Reproduce the records without their pictures, keeping every word as it is.

************

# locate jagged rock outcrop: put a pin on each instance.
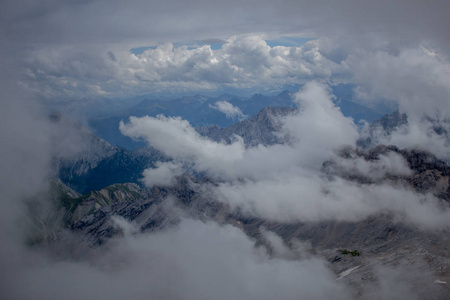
(261, 129)
(427, 173)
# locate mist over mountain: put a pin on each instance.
(224, 150)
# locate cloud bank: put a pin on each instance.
(285, 182)
(231, 111)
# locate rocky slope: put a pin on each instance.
(259, 130)
(365, 254)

************

# Result of the exercise:
# locate jagged rock outcrop: put a pin on each instance.
(261, 129)
(427, 173)
# locate mist over mountain: put a pin on each instance.
(224, 150)
# locate cloud bank: put a pin on each instance.
(285, 182)
(231, 111)
# locate rocky slope: put a pin on each instance.
(259, 130)
(365, 254)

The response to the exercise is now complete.